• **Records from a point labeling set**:
::::

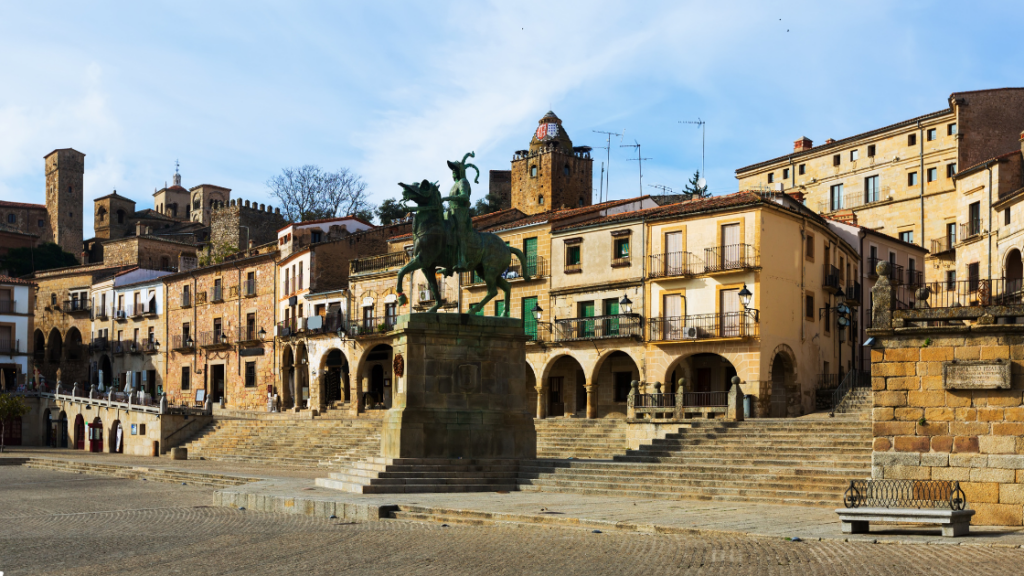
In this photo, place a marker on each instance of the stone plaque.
(975, 375)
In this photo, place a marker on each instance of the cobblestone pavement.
(55, 523)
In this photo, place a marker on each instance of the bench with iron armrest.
(922, 501)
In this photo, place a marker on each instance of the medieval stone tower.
(552, 174)
(65, 177)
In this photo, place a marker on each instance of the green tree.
(692, 188)
(11, 408)
(391, 211)
(22, 261)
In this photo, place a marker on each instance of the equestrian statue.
(445, 239)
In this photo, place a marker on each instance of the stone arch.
(54, 346)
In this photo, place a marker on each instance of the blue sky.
(236, 91)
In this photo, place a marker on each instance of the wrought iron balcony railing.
(704, 326)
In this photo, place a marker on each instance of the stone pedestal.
(463, 389)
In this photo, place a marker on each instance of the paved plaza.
(57, 523)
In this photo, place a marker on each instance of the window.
(870, 190)
(622, 248)
(836, 197)
(250, 374)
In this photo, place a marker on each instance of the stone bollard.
(734, 409)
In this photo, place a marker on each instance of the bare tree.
(309, 193)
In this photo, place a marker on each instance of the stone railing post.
(631, 411)
(734, 410)
(882, 298)
(680, 398)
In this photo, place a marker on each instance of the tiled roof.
(9, 280)
(844, 141)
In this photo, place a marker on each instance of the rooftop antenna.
(607, 147)
(639, 160)
(702, 181)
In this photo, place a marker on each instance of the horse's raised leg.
(413, 264)
(504, 285)
(431, 274)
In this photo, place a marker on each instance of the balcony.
(675, 263)
(704, 327)
(369, 326)
(971, 229)
(182, 343)
(536, 266)
(378, 263)
(731, 257)
(9, 347)
(77, 306)
(829, 279)
(943, 245)
(599, 327)
(214, 339)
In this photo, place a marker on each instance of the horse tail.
(522, 260)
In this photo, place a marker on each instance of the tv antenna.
(639, 160)
(607, 148)
(700, 123)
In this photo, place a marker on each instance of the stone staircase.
(406, 476)
(794, 461)
(580, 438)
(139, 472)
(857, 402)
(288, 442)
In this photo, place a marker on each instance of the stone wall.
(931, 424)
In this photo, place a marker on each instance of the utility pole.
(639, 160)
(700, 123)
(607, 148)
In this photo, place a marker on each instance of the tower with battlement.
(552, 174)
(65, 182)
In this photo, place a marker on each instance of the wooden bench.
(921, 501)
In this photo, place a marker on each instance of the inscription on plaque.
(975, 375)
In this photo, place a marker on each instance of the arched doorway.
(562, 388)
(288, 378)
(60, 438)
(117, 439)
(611, 380)
(301, 376)
(335, 377)
(79, 433)
(54, 346)
(96, 436)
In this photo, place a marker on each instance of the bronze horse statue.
(484, 253)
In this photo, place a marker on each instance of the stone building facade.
(219, 321)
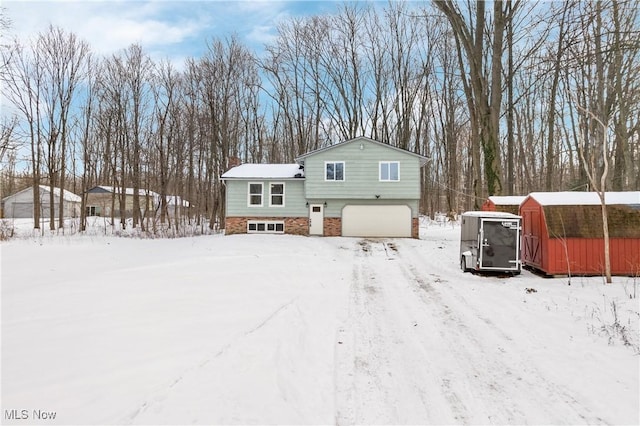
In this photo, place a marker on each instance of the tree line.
(504, 97)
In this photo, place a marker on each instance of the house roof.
(507, 200)
(128, 191)
(264, 171)
(300, 159)
(585, 198)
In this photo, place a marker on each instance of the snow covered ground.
(264, 329)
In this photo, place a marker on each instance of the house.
(359, 188)
(20, 204)
(504, 204)
(562, 232)
(102, 200)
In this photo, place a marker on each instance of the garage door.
(376, 221)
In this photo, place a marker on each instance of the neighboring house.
(562, 232)
(102, 200)
(360, 188)
(20, 204)
(504, 204)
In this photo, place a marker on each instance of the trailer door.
(500, 244)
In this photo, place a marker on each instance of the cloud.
(108, 26)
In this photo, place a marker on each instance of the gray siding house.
(358, 188)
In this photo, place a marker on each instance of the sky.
(166, 29)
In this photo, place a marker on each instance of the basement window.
(268, 226)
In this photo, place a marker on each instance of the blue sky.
(165, 28)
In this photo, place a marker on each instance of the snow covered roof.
(264, 171)
(127, 191)
(507, 200)
(585, 198)
(68, 195)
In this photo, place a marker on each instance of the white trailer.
(490, 241)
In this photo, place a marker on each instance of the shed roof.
(507, 200)
(264, 171)
(585, 198)
(505, 215)
(128, 191)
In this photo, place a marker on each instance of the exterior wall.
(103, 201)
(362, 173)
(332, 226)
(585, 256)
(292, 225)
(237, 194)
(20, 205)
(334, 206)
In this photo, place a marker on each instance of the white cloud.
(107, 26)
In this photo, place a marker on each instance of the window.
(255, 194)
(334, 171)
(272, 227)
(276, 194)
(389, 171)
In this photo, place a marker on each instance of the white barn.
(20, 204)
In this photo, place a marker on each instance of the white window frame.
(271, 194)
(388, 165)
(265, 226)
(344, 174)
(249, 194)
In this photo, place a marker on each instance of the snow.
(585, 198)
(266, 171)
(265, 329)
(507, 200)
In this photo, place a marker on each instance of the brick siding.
(332, 226)
(292, 225)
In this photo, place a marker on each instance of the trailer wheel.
(463, 264)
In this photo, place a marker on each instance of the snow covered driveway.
(260, 329)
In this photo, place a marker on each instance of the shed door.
(500, 243)
(376, 221)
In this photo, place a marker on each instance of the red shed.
(505, 204)
(562, 232)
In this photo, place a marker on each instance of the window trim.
(281, 195)
(344, 169)
(265, 226)
(388, 163)
(249, 194)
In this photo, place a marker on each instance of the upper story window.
(255, 194)
(334, 170)
(389, 171)
(276, 194)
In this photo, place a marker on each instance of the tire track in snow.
(509, 380)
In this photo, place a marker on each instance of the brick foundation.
(292, 225)
(300, 225)
(332, 226)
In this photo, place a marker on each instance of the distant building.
(20, 204)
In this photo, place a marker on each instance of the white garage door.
(376, 221)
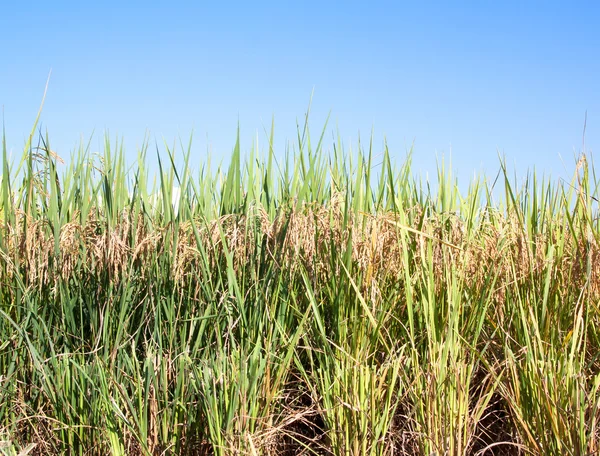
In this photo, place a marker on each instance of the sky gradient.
(468, 81)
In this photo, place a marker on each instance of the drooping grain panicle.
(320, 301)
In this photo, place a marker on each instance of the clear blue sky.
(471, 80)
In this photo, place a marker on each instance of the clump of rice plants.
(312, 305)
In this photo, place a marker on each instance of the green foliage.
(316, 303)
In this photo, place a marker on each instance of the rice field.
(326, 303)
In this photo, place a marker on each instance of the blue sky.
(468, 80)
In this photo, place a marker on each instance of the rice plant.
(319, 301)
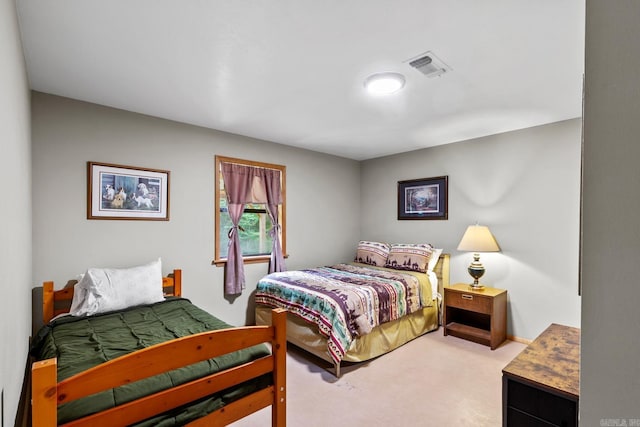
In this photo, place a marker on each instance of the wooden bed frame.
(307, 336)
(48, 393)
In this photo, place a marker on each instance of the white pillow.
(108, 289)
(435, 255)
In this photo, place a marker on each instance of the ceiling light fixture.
(384, 83)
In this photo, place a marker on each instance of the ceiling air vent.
(429, 65)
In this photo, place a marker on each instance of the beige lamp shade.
(478, 238)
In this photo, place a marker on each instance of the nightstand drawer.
(469, 301)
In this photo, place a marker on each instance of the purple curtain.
(274, 198)
(238, 182)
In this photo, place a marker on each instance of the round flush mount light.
(384, 83)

::::

• **TASK GOAL**:
Write the material out again exactly as it appears, dropping the pictures.

• **FULL OUTPUT**:
In this photo, place a marker on each instance of the stone plaque.
(975, 375)
In this photo, place a marker on each instance of the cobblestone pavement.
(55, 523)
In this photo, place a marker on each instance of the bench with iron armrest.
(922, 501)
In this photo, place a marker on each instance of the medieval stone tower.
(552, 174)
(65, 177)
In this photo, place a marker on each instance of the green tree.
(692, 188)
(11, 408)
(391, 211)
(22, 261)
In this photo, place a marker on each instance of the equestrian statue.
(445, 239)
In this photo, place a marker on each instance of the stone arch.
(54, 346)
In this photo, place a marker on each instance of the blue sky.
(236, 91)
In this photo, place a marker on each instance of the wrought iron balcony railing.
(704, 326)
In this photo, place a marker on each instance of the stone pedestal.
(463, 389)
In this photo, place a marker on each instance of the paved plaza.
(57, 523)
In this photo, place a marker on each instance of the window.
(870, 190)
(622, 248)
(836, 197)
(250, 374)
In this photo, place a marker on each instance of the stone bollard.
(734, 409)
In this photo, place a marker on each instance of the bare tree.
(309, 193)
In this photo, place a marker on each instance of the stone railing post.
(631, 411)
(734, 410)
(882, 298)
(680, 398)
In this photo, place a marker on each instance of the tiled roof.
(9, 280)
(844, 141)
In this photo, place a marker on each instance of the rooftop antenna.
(607, 147)
(639, 160)
(702, 181)
In this photo, place a marker on each instance of the horse's raised leg.
(413, 264)
(504, 285)
(431, 274)
In this photo, place a marker on each instance of the balcony.
(675, 263)
(704, 327)
(369, 326)
(971, 229)
(182, 343)
(536, 266)
(378, 263)
(731, 257)
(9, 347)
(77, 306)
(829, 279)
(943, 245)
(599, 327)
(214, 339)
In this photo, place a marker on each instance of the horse tail.
(522, 260)
In this photo, place a marker on each instance of the tv antenna.
(639, 160)
(607, 148)
(700, 123)
In this photo, place a marker on each instance of the stone staircase.
(406, 476)
(794, 461)
(580, 438)
(139, 472)
(857, 402)
(288, 442)
In this photo, place a marker on each instance of the stone wall.
(931, 424)
In this photo, place a marker on each instance of the utility pole.
(639, 160)
(700, 123)
(607, 148)
In this photo, place a marker on each instance of the tower with battlement.
(552, 174)
(65, 182)
In this photo, place a marker on each instance of the wooden bench.
(921, 501)
In this photo, place a marker on each instance of the inscription on plaque.
(975, 375)
In this photo, place a marker on each instance of the arched doorway.
(562, 388)
(288, 378)
(60, 438)
(117, 439)
(611, 380)
(301, 376)
(335, 377)
(79, 433)
(54, 346)
(96, 436)
In this photo, place a marker on each instance of the bronze horse statue.
(484, 253)
In this photo, place a marker on each instance of the stone building facade.
(219, 321)
In this photo, place a marker on each instance of the tree line.
(504, 97)
In this photo, place a marker on each instance of the house roof.
(507, 200)
(128, 191)
(264, 171)
(300, 159)
(585, 198)
In this photo, place a marker on each instance of the snow covered ground.
(264, 329)
In this photo, place a marker on each instance of the house.
(359, 188)
(20, 204)
(504, 204)
(562, 232)
(102, 200)
In this photo, place a marker on each instance of the garage door.
(376, 221)
In this photo, place a marker on each instance of the neighboring house.
(562, 232)
(102, 200)
(360, 188)
(20, 204)
(504, 204)
In this photo, place a marker on each instance of the trailer door.
(500, 244)
In this photo, place a marker on each instance of the cloud.
(108, 26)
In this photo, place a marker on each instance of the gray siding house.
(358, 188)
In this photo, place a marker on each instance of the sky.
(166, 29)
In this photo, place a marker on each instance of the basement window.
(268, 226)
In this photo, place a marker on each instance of the blue sky.
(165, 28)
In this photo, place a marker on each instance of the snow covered roof.
(264, 171)
(127, 191)
(507, 200)
(585, 198)
(68, 195)
In this photo, place a marker on each instance of the white trailer.
(490, 241)
In this photo, place a marker on each instance of the shed roof.
(507, 200)
(264, 171)
(585, 198)
(505, 215)
(128, 191)
In this photo, place a marker on each instance of the exterior wall.
(103, 201)
(362, 173)
(332, 226)
(585, 256)
(292, 225)
(237, 194)
(20, 205)
(334, 206)
In this photo, place a marker on each instance of the white cloud.
(107, 26)
In this photo, place a marker on each instance of the window.
(255, 194)
(334, 171)
(272, 227)
(276, 194)
(389, 171)
In this photo, place a marker on each instance of the white barn.
(20, 204)
In this photo, place a marker on each instance of the white window frame.
(271, 194)
(388, 165)
(265, 226)
(344, 174)
(249, 194)
In this photo, place a marker on each instance of the snow.
(585, 198)
(266, 171)
(265, 329)
(507, 200)
In this photo, place a marker on each instance of the brick siding.
(332, 226)
(292, 225)
In this photo, place a marker on each instance of the trailer wheel.
(463, 264)
In this photo, place a marker on each instance of the snow covered driveway.
(260, 329)
In this photo, place a marker on each instance of the shed door.
(500, 243)
(376, 221)
In this photo, place a marker on each instance of the red shed.
(505, 204)
(562, 232)
In this photo, place a marker on each instance of the window trim.
(281, 195)
(344, 169)
(265, 226)
(388, 163)
(249, 194)
In this photo, place a marker on each instance of the upper story window.
(255, 194)
(334, 170)
(389, 171)
(276, 194)
In this photo, place a marker on each instance of the tire track in snow.
(509, 380)
In this photo, place a marker on each instance of the brick foundation.
(292, 225)
(300, 225)
(332, 226)
In this photo, place a marker on each instance of the distant building.
(20, 204)
In this photo, place a marker on each instance of the white garage door.
(376, 221)
In this photo, place a marker on each instance of the sky gradient.
(468, 81)
In this photo, place a marker on each instance of the drooping grain panicle.
(320, 301)
In this photo, place a marker on each instance of the clear blue sky.
(471, 80)
In this photo, place a marker on each instance of the clump of rice plants.
(312, 305)
In this photo, place a marker on each instance of the green foliage.
(316, 303)
In this photo, place a marker on each instance of the rice field.
(326, 303)
In this photo, place a marker on each instance of the blue sky.
(468, 80)
In this photo, place a marker on each instance of the rice plant.
(319, 301)
In this photo, place a marker on each instance of the wooden bed frame.
(307, 336)
(48, 393)
In this photo, place a marker on each instance of the white pillow.
(108, 289)
(435, 255)
In this photo, place a marker on each instance of the ceiling light fixture.
(384, 83)
In this photo, place a marker on each instance of the ceiling air vent.
(429, 65)
In this photo, place a marker on each instance of the beige lamp shade.
(478, 238)
In this photo, place a marker on each instance of the nightstand drawer.
(469, 301)
In this photo, place a marker on each instance of the purple curtain.
(274, 198)
(238, 182)
In this photo, place a marker on each instance of the round flush mount light.
(384, 83)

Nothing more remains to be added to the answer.